Exercise brief:
The exercise asks for every line of the data to be reproduced exactly.

Excerpted records:
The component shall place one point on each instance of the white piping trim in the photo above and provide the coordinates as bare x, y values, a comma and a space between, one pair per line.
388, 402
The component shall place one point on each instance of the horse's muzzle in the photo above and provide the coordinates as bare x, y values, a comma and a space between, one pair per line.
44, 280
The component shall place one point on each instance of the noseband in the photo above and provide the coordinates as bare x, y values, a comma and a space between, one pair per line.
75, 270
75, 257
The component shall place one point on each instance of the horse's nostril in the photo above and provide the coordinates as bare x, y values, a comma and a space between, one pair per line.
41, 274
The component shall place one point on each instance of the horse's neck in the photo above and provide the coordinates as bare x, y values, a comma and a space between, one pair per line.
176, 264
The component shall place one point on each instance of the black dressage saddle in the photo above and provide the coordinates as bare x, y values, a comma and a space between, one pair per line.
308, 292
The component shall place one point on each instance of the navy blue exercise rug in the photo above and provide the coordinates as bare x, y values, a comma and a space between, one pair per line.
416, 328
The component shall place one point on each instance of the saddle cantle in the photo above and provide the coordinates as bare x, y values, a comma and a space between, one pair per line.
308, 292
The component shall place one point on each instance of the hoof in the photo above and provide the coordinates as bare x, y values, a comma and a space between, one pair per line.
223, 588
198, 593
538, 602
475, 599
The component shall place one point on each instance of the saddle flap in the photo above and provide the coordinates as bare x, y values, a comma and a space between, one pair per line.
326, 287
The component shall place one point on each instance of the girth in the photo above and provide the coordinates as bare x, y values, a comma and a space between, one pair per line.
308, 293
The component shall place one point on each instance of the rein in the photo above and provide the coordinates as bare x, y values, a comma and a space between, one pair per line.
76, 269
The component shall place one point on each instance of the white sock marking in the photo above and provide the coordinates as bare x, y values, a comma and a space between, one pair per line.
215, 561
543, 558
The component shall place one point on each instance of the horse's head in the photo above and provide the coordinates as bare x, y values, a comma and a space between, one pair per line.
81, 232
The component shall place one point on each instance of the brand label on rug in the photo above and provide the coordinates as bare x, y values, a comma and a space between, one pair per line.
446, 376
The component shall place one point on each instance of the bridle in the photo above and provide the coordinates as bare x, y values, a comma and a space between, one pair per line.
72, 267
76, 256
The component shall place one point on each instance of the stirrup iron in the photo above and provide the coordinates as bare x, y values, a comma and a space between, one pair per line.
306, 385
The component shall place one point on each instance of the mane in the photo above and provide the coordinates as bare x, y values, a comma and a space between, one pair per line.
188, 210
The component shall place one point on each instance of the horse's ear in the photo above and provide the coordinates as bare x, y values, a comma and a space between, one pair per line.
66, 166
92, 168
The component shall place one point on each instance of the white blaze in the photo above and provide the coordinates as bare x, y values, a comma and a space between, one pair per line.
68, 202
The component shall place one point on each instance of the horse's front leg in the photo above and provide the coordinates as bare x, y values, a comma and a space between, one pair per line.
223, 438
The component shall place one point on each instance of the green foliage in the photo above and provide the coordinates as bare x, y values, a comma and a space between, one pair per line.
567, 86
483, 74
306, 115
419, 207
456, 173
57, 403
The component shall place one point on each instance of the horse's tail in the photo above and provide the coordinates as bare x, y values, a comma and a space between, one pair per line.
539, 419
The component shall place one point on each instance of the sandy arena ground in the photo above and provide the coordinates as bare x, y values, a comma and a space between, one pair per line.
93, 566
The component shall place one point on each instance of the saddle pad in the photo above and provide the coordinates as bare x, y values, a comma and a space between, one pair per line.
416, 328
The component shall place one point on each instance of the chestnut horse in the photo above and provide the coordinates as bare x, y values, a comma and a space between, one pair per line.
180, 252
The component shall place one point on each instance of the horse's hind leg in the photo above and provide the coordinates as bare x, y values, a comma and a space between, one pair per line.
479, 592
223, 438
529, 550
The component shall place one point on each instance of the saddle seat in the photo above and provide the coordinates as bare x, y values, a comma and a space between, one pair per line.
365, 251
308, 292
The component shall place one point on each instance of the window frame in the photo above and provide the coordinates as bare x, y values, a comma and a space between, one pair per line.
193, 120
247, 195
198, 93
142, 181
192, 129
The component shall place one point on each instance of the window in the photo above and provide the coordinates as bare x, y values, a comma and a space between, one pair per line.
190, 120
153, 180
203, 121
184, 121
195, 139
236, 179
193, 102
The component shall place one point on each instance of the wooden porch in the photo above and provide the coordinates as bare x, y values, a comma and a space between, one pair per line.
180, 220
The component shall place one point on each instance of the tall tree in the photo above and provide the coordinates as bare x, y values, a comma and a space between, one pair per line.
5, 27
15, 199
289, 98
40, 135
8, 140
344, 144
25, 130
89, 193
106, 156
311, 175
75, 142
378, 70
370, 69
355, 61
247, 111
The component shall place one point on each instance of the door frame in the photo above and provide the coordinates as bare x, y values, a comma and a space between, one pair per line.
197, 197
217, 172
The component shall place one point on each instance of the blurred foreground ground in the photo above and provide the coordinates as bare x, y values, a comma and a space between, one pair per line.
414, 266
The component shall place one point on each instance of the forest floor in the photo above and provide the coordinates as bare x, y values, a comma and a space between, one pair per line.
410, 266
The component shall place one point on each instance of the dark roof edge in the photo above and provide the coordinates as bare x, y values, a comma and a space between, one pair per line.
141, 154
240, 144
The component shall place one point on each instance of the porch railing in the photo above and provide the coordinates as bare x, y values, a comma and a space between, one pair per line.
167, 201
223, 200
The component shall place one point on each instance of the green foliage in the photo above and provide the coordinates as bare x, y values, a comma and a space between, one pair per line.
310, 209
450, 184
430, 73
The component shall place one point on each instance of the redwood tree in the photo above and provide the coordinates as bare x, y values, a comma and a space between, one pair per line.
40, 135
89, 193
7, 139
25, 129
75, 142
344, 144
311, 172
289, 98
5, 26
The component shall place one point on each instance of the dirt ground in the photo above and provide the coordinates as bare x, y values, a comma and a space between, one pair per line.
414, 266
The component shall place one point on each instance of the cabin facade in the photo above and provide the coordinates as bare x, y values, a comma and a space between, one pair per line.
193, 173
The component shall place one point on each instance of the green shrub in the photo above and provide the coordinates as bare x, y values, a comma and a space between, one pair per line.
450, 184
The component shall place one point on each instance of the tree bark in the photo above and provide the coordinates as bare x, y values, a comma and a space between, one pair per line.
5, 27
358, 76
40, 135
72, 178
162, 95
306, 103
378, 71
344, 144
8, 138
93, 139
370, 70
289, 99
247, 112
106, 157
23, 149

Response box:
The component shall place one point on each instance of the white piping trim in the photo above and provide the coordinates as bare x, y values, a comma and a space between, one pair per line.
388, 402
The component shall place one point on each instance of the horse's muzzle in the photo above and provide the coordinates as bare x, y values, a comma and a space between, one pair per line.
44, 280
The component shall place one point on each instance of the noseband in the photo above and provide the coordinates as bare x, y values, a comma and a space between, one pair per line.
75, 270
75, 257
The component shall place one point on each instance of the horse's nostril in the photo above and provide the coordinates as bare x, y values, a comma and a space between, one pair per line.
41, 274
The component shall place one point on each instance of the horse's neck in the photo above and provide the coordinates as bare x, y values, a comma and a space between, one pair per line.
176, 264
The component shall place one point on each instance of the black dressage saddle in the photo above and provide the coordinates as bare x, y values, a comma and a space between, one pair per line.
308, 292
The component shall place one point on each instance of the navy blue exercise rug in the photo above and provide the coordinates as bare x, y values, a comma and a space between, one pair per line.
416, 328
The component shall place one point on each instance of the saddle cantle in the photo above and provide the coordinates as bare x, y values, a comma and a space between, one pair per line.
308, 292
The component shall place one point on each instance of the hoof in the photo above and provide the coordinates as bare x, y values, a comma and a space between, one pair per line.
223, 588
198, 593
538, 602
475, 599
The component shall place one point on each instance of the saddle flap in the photo above and provide the coordinates as bare x, y values, a comma and a space between, one pair per line.
326, 287
The component shall place one point on each instance of the girth in the photo above and provide the coordinates as bare x, y values, a comma and a space between, one pair per line.
308, 293
The component shall place one point on each instance of the rein in the photo above and provide the coordinates as bare x, y values, a comma and a space between, one pair per line.
76, 269
The component shall place one point on each instance of the white sock marking in the photo above and provide the coordinates as bare x, y values, a comma and a space between, one pair per line.
215, 561
543, 558
The component shall place one point on each instance of the horse's head in the photo above and provide the coordinates as bare x, y values, a comma and a space between, one pair per line.
81, 232
The component shall place one point on each instance of the brand label on rug in the photo above and provide the coordinates as bare x, y values, a comma and a space between, one pair per line.
446, 376
The component shall place one point on each instance of the bridle in the photo above and provide the coordinates as bare x, y values, a comma and a space between, one pair per line.
72, 267
76, 256
The component shall place one point on each instance of the stirrup iron in the photo above and provide the coordinates as bare x, y values, a comma and a space between, one pair per line.
306, 385
The component shall place one point on each instance of the mane in the photo above and provide the coordinates as bare x, y values, a comma and a space between, one pair per line.
188, 210
The component shall place one point on each instance of the horse's ear in the photo above and provide the coordinates as bare x, y values, a comma and a space between, one pair per line.
66, 166
92, 168
The component shall place one point on each instance of the white blaze in the photo above and provide the coordinates as bare x, y values, a comma and a space between, one pair per line.
68, 202
The component shall place one point on each instance of the horse's front leg in the photo above and provide the coordinates as bare x, y values, a comma and a space between, one pair per line.
223, 438
The component shall place one point on each instance of the green foliage in the photo above and provide the coordinates as bare x, y values, a comma and a space between, one pair per line.
567, 86
483, 74
306, 115
419, 207
456, 173
57, 403
The component shall place one point on each instance of the horse's tail in the photo above and provide the coordinates as bare x, y values, a comma and a space between, one pair per line.
539, 419
The component shall place one point on each instance of the sandy arena ground in the photo above and provide the coordinates as bare x, y values, a comma and a space between, one pair per line.
93, 566
The component shall place one point on each instance of the saddle pad in the photo above and provide the coordinates as bare x, y values, a comma and a space between, one pair per line.
416, 328
The component shall place one point on each instance of the chestnut horse in the photo above and provide the coordinates as bare x, y values, a comma and a space between, one pair per line.
180, 252
The component shall place one point on each instance of the horse's hind leg in the photo above and provide the coordinates as bare x, y values, a comma and a space between, one pair per line.
479, 592
223, 438
529, 550
The component shall place one point on each instance of the saddle seat in the photo above and provide the coordinates as bare x, y values, a comma and a space between, one pair per line.
365, 251
308, 292
The component shall place one point on each instance of the window frame in the photo above and provide the coordinates as bare x, y values, a comma and a space between, one pair per line.
193, 120
247, 195
198, 93
142, 181
192, 129
The component shall place one point on each instance of the window in the photo above and provide the coordinates as bare x, y values, a comma and a space between, one pair per line.
190, 120
153, 180
203, 121
184, 121
195, 139
236, 179
193, 102
The component shall place one point on each instance of the wooden porch in the photo above and provide the coordinates as bare x, y values, a comma and a space between, one pair per line.
180, 220
The component shall place one point on each instance of the tall tree in the photo above and provide the coordinates as bare x, y values, a comma and a space between, one pair per line.
5, 27
15, 199
289, 98
40, 135
8, 140
344, 144
25, 130
89, 193
106, 156
311, 175
75, 142
378, 70
370, 69
355, 61
247, 111
The component shall place one point on each instance of the door frame in the photo above and provide the coordinates as bare x, y values, a comma and a space between, one pair per line.
197, 197
217, 172
The component shall place one point on each instance of the blurred foreground ground in the photo above and provide the coordinates as bare x, y values, a comma and a space between, one pair per line.
414, 266
The component shall place one point on each instance of the forest floor in the photo above and provide the coordinates as bare x, y values, a comma and a space between, one pair per line.
410, 266
The component shall place one point on each instance of the dark roof edge in the photo above and provide the coordinates as bare x, y values, a comma and a space between, one pair per line.
141, 154
240, 144
The component shall place one point on each instance of the porch railing in the photo above and provide the coordinates as bare x, y values, a comma and a space between, one pair per line.
167, 201
223, 200
The component shall place one point on each instance of the green foliage in the photo above and provide the coordinates as bare x, y values, a comma and a space between, one pair per line.
310, 209
450, 184
430, 73
The component shall place one point on each instance of the redwood tree in the photo above and provide the coordinates as bare x, y values, a comma and a space between, one pair per line.
40, 135
89, 193
7, 139
25, 129
75, 142
344, 144
311, 172
289, 98
5, 26
The component shall place one point on each instance of the dirt ground in the photo above and provide the coordinates as bare x, y values, a comma and a space between, one pair per line.
414, 266
The component shall place one point on each instance of the cabin facade in the photo above and provide the coordinates as bare x, y values, a comma and a space between, one pair per line.
193, 173
The component shall place one point on each instance of the green shrub in the photo above and provide the coordinates as bare x, y values, a comma and a space between, one pair per line.
450, 184
The component shall place one point on each instance of the tree bark in the photo above and provide the coordinates as bare x, y values, a comma and a space between, one pair per line.
5, 27
358, 76
40, 135
72, 178
162, 95
306, 103
378, 71
344, 144
8, 138
93, 139
370, 70
289, 99
247, 112
106, 157
23, 149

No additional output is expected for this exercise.